**** Testo citato ****
2. Con atto notificato il 7 settembre 2020, A. s.r.l. semplificata, premessa la propria legittimazione, quale società cessionaria dell’azienda, all’impugnazione della sentenza, ai sensi dell’art. 111, quarto comma c.p.c., ha proposto ricorso per cassazione con un motivo sostanzialmente unico. Essa ha documentato di essere succeduta a titolo particolare nel diritto controverso, quale avente causa, per effetto del trasferimento con atto del 30 marzo 2017, dalla società appellata, datrice del lavoratore e dichiarata fallita dal Tribunale di Ascoli Piceno con sentenza dell’11 novembre 2019 nelle more del giudizio di appello, introdotto con ricorso depositato il 12 settembre 2019 e proseguito fino alla sua definizione, senza interruzione né riassunzione nei confronti del fallimento.
Al ricorso ha resistito il lavoratore con controricorso, mentre il fallimento della società cedente, ritualmente intimato, non ha svolto difese.
3. Il P.G. ha rassegnato conclusioni scritte, a norma dell’art. 23, comma 8bis d.l. 137/20 inserito da l. conv. 176/20, nel senso dell’inammissibilità del ricorso.
4. Entrambe le parti hanno comunicato memoria ai sensi dell’art. 378 c.p.c.
5. La causa, già fissata per una precedente pubblica udienza, è stata rinviata all’odierna per indisponibilità del relatore, con reiterazione della memoria finale da entrambe le parti.
Ragioni della decisione
1. Con unico motivo, la ricorrente deduce la nullità della sentenza per violazione degli artt. 43, terzo comma l. fall., 301, 304 c.p.c., per la preclusione di ogni attività processuale dopo la dichiarazione di fallimento della società appellata, in difetto di interruzione ope legis del giudizio.
2. Esso è inammissibile.
****
# [Consegna]
Ricopia dal testo citato il passo compreso tra "5. La causa, già" e "entrambe le parti.", estremi inclusi. Le righe non hanno alcun legame con il testo citato.
**** Elenco ****
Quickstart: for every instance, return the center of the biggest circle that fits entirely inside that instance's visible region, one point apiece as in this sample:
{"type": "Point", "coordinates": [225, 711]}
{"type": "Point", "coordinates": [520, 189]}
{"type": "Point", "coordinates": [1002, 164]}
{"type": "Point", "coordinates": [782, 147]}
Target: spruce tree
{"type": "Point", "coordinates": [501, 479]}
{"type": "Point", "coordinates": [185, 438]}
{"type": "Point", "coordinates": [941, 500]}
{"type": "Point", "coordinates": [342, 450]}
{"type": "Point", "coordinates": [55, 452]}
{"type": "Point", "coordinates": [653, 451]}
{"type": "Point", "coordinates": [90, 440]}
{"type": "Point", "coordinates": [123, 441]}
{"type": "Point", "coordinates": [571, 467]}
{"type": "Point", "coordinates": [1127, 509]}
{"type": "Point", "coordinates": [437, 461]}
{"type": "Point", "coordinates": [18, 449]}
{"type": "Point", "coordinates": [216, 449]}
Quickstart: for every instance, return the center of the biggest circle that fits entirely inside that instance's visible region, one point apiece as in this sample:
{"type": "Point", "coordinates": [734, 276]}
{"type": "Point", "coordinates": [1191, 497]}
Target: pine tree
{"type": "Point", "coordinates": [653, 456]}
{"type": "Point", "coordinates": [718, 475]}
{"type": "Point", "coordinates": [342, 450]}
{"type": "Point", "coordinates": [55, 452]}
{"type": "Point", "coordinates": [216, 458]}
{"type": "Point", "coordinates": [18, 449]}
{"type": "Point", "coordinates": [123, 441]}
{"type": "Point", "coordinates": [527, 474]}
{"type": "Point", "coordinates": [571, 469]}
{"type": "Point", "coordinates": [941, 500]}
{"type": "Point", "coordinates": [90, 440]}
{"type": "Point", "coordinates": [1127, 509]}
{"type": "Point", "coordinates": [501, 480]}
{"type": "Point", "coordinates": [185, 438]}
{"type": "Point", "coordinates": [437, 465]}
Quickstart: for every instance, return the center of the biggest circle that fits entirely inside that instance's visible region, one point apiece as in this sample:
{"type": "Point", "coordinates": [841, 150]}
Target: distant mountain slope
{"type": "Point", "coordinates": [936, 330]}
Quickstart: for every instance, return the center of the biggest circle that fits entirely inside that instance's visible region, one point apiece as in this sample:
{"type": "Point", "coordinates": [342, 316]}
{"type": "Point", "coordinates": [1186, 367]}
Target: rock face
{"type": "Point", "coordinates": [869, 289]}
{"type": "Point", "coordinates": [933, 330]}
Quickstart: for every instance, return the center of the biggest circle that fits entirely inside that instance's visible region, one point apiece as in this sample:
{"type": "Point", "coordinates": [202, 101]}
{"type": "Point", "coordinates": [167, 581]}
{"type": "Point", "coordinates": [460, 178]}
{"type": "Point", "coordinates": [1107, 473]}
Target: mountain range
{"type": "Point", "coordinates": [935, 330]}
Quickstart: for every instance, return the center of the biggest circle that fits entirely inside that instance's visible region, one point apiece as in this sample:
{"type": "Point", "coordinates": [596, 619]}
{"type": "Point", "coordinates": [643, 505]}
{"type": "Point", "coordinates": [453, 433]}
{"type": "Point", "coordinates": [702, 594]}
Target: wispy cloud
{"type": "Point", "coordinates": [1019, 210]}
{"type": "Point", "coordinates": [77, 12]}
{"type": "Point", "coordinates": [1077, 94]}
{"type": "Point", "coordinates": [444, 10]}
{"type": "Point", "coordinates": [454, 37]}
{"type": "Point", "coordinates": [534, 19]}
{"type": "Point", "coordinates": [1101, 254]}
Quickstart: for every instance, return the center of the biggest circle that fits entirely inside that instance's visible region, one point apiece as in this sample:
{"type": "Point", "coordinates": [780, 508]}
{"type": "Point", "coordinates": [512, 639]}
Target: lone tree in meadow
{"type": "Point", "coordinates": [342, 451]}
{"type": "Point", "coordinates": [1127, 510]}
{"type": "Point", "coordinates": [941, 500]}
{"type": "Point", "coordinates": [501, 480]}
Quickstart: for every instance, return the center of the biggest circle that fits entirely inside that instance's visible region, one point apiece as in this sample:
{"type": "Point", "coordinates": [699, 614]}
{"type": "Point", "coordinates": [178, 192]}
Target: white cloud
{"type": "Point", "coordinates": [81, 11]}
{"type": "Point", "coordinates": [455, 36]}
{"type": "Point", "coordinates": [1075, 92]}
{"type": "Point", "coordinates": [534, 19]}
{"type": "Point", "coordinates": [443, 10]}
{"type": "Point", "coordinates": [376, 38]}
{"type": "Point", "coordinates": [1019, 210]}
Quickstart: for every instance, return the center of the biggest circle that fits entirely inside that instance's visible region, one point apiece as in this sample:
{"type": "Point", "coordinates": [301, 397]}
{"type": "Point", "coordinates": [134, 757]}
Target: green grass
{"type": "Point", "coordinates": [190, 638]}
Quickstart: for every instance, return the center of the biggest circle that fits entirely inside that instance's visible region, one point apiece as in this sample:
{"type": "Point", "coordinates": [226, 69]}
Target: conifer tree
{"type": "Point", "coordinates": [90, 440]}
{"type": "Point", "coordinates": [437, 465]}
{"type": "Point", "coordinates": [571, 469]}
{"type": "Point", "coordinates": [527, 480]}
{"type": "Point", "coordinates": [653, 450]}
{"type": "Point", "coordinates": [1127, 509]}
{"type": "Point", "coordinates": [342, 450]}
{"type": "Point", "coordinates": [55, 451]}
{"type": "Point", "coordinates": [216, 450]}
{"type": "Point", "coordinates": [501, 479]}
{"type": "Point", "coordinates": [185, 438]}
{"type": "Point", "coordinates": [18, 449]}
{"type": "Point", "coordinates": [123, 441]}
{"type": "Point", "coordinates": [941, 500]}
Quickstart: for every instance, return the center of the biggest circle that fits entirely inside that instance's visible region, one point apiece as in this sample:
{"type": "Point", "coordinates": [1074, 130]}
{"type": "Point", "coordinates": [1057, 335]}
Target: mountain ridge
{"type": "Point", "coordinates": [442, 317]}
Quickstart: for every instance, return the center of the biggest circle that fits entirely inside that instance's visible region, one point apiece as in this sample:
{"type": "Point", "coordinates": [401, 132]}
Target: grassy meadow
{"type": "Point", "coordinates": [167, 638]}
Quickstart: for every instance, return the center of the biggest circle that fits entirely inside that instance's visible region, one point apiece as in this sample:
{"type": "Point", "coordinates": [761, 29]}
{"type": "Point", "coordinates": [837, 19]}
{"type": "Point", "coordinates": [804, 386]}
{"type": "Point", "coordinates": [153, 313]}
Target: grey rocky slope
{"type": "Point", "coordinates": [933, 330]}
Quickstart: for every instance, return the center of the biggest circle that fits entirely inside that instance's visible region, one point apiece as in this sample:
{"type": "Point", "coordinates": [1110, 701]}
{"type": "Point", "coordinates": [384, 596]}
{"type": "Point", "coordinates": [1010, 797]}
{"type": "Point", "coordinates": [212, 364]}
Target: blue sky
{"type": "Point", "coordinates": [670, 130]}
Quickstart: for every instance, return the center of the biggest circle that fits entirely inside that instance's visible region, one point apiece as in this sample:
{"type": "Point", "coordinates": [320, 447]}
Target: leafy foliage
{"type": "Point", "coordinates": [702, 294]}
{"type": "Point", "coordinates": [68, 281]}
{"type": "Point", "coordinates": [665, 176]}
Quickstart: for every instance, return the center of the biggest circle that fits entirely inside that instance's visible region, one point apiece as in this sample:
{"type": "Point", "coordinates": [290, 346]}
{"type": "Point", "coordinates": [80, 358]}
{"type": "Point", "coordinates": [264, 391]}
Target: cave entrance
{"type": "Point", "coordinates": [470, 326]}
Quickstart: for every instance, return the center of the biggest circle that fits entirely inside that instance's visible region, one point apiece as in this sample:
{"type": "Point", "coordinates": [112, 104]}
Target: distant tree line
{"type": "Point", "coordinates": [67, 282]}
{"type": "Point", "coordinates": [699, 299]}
****
# [Soluzione scritta]
5. La causa, già fissata per una precedente pubblica udienza, è stata rinviata all’odierna per indisponibilità del relatore, con reiterazione della memoria finale da entrambe le parti.